- **PROVIDED RECORDS**:
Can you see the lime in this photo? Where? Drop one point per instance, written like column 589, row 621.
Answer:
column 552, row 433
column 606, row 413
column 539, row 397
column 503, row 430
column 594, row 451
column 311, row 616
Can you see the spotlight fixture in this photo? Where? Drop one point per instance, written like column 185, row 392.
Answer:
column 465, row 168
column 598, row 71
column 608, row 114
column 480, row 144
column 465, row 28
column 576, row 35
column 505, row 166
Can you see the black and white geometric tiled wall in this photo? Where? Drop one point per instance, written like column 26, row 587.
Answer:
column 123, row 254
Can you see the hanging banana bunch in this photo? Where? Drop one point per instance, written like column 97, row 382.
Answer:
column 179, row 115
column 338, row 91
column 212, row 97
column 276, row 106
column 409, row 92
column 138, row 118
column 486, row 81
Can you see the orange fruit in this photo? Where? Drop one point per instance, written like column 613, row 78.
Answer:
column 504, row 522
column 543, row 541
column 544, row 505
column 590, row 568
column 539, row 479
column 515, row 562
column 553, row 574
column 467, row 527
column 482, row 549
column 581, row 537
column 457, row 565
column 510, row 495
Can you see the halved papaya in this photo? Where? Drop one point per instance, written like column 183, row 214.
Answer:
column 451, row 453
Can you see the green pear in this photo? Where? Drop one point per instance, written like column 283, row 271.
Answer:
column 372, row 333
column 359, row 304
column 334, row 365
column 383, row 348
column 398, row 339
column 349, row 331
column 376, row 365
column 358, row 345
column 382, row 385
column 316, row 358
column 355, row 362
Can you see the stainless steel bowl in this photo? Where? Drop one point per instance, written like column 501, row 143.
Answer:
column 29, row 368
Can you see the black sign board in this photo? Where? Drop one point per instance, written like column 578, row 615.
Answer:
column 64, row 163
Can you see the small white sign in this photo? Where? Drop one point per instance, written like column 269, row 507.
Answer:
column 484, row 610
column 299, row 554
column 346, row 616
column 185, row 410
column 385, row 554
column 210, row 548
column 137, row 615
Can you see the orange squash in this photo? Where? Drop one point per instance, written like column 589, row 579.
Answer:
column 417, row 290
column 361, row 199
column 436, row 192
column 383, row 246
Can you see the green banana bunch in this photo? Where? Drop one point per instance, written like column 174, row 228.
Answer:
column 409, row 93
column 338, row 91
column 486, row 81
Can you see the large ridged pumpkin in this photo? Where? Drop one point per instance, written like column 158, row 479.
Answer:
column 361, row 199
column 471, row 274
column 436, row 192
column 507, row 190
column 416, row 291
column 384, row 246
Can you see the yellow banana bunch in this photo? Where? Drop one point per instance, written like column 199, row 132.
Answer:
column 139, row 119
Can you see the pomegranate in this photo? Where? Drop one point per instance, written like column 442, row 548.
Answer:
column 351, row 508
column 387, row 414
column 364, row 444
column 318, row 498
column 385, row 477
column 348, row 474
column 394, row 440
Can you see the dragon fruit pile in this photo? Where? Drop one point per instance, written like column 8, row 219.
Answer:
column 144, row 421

- **EXERCISE BRIEF**:
A verbatim copy of the records above should be returned.

- **RESPONSE**:
Can you see the lime in this photo? Where? Drop one point per instance, written like column 589, row 621.
Answer:
column 552, row 433
column 606, row 413
column 539, row 397
column 503, row 430
column 594, row 451
column 311, row 616
Can you see the spotlight fixture in this photo? Where? Drop one point per instance, written like column 185, row 392.
Answer:
column 465, row 168
column 598, row 71
column 608, row 114
column 480, row 144
column 465, row 28
column 576, row 35
column 505, row 166
Can you see the black and white geometric tiled wall in this photo? Where? Drop one point per instance, written like column 26, row 587.
Answer:
column 123, row 254
Can you see the hanging banana bunch in this photo? Where? Drop one point per instance, written like column 97, row 382.
Answer:
column 179, row 115
column 338, row 91
column 212, row 97
column 276, row 106
column 409, row 92
column 138, row 118
column 486, row 81
Can you see the orange fruit in this photo? Where? Drop one point per instance, written like column 613, row 78.
Answer:
column 504, row 522
column 543, row 541
column 544, row 505
column 590, row 568
column 539, row 479
column 515, row 562
column 553, row 574
column 467, row 527
column 482, row 549
column 581, row 537
column 457, row 565
column 510, row 495
Can you see the halved papaya in this photo? Where? Drop one point per instance, written like column 183, row 214.
Answer:
column 451, row 453
Can you see the green pear in this photo? Where? Drop one point per instance, written like column 283, row 271.
Answer:
column 372, row 333
column 359, row 304
column 334, row 365
column 383, row 348
column 398, row 339
column 349, row 331
column 376, row 365
column 358, row 345
column 382, row 385
column 316, row 358
column 355, row 362
Can you see the stainless steel bowl in this photo? Where? Drop one point per instance, written like column 501, row 143.
Answer:
column 29, row 368
Can you see the black sign board in this photo? Where? Drop one point per instance, written like column 578, row 615.
Answer:
column 64, row 163
Can you see the small white sign in this photo? Where? Drop one point per instance, written like column 269, row 507.
Answer:
column 484, row 610
column 299, row 554
column 346, row 616
column 185, row 410
column 385, row 554
column 210, row 548
column 137, row 615
Can you see the orange squash in this photo? Where? Drop one point per instance, written like column 589, row 579.
Answer:
column 417, row 290
column 361, row 199
column 436, row 192
column 383, row 246
Can you see the green banana bunch in this photo? Where? Drop one point per instance, written like column 174, row 228.
Answer:
column 409, row 93
column 338, row 91
column 486, row 81
Can you see the large ridged pumpkin in this photo? Where? Drop one point per instance, written like column 158, row 479.
Answer:
column 361, row 199
column 471, row 274
column 436, row 192
column 507, row 190
column 416, row 291
column 384, row 246
Can you see the yellow banana bunch in this photo? Where? Drop one point per instance, written like column 199, row 132.
Answer:
column 139, row 119
Can you see the pomegranate in this photo? Where? Drop one point per instance, written like column 442, row 548.
Answer:
column 351, row 508
column 387, row 414
column 364, row 444
column 318, row 498
column 385, row 477
column 348, row 474
column 394, row 440
Can you see the dragon fruit pile in this photo? Where? Drop one point per instance, written like column 8, row 219.
Answer:
column 144, row 421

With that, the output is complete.